┌─ EXERCISE DATA
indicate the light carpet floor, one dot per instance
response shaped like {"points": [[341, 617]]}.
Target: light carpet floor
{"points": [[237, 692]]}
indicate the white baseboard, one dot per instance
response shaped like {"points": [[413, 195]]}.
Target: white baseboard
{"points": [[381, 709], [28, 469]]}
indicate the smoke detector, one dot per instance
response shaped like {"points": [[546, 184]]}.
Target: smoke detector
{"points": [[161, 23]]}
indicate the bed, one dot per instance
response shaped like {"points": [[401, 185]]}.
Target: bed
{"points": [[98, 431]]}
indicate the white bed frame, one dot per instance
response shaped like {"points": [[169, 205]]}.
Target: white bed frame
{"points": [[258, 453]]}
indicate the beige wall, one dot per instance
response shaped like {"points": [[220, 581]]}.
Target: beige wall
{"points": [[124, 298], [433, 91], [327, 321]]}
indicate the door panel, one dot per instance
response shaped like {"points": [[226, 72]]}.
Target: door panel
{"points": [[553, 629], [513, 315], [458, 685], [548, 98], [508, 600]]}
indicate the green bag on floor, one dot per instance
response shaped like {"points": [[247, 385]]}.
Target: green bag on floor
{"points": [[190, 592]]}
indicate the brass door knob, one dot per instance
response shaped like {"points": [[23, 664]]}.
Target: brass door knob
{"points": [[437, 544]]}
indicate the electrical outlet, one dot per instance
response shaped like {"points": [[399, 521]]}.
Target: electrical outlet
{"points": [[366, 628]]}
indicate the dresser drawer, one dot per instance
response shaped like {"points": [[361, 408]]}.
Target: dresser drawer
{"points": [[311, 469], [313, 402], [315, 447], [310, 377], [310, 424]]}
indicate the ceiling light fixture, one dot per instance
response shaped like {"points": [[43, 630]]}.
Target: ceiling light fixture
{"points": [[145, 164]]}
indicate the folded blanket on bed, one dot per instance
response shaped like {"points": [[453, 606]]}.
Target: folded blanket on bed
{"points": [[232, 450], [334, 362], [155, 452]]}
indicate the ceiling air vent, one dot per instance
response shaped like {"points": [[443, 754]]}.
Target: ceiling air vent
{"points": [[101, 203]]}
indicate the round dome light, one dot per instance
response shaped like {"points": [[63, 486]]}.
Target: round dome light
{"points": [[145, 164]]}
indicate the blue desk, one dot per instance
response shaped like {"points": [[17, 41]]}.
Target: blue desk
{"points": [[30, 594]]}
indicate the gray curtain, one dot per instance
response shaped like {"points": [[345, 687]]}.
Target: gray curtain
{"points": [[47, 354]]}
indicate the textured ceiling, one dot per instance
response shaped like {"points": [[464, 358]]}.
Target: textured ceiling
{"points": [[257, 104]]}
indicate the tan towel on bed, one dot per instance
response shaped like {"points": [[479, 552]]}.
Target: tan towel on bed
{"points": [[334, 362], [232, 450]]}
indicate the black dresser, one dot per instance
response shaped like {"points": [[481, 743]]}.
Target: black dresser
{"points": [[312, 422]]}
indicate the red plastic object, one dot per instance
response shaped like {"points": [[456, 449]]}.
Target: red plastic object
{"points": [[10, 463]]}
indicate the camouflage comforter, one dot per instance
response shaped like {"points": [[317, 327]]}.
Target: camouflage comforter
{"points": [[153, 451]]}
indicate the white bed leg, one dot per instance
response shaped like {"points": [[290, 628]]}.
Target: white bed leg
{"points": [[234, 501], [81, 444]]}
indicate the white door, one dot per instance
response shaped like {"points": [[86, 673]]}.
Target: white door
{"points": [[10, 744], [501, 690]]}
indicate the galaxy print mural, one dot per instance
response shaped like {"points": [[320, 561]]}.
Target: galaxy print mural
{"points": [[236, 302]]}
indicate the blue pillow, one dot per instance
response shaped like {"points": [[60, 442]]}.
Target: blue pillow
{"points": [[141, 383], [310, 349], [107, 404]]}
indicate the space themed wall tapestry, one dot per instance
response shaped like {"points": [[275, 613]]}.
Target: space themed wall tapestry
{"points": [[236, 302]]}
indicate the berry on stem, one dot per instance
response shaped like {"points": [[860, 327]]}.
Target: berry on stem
└─
▶ [BRIEF]:
Add 115 to every point coordinate in the answers, covering everything in the listing from the line containing "indicate the camouflage" down to its final line, and write out every line of that stretch again, not only the answers.

▶ [WRITTEN ANSWER]:
indicate the camouflage comforter, one dot per instance
response shaped like {"points": [[317, 327]]}.
Target: camouflage comforter
{"points": [[268, 566]]}
indicate the white bed leg, one dot per instance
response shaped like {"points": [[290, 628]]}.
Target: white bed leg
{"points": [[349, 616], [196, 559]]}
indicate the white door, one dot per instance
response shaped like {"points": [[86, 673]]}.
Target: white door
{"points": [[125, 859], [616, 805]]}
indicate the galaxy print mural, one dot per instance
response shaped like {"points": [[320, 561]]}.
Target: galaxy print mural
{"points": [[351, 417]]}
indicate the blue pillow, one dot per instance
response shaped like {"points": [[60, 442]]}.
Target: blue pillow
{"points": [[256, 498], [425, 464], [222, 519]]}
indicate the space themed wall tapestry, one dot per instance
response shaped like {"points": [[275, 613]]}.
Target: space themed wall tapestry
{"points": [[351, 417]]}
indicate the berry on stem, one dot per instance
response shaped like {"points": [[860, 327]]}.
Target: berry on stem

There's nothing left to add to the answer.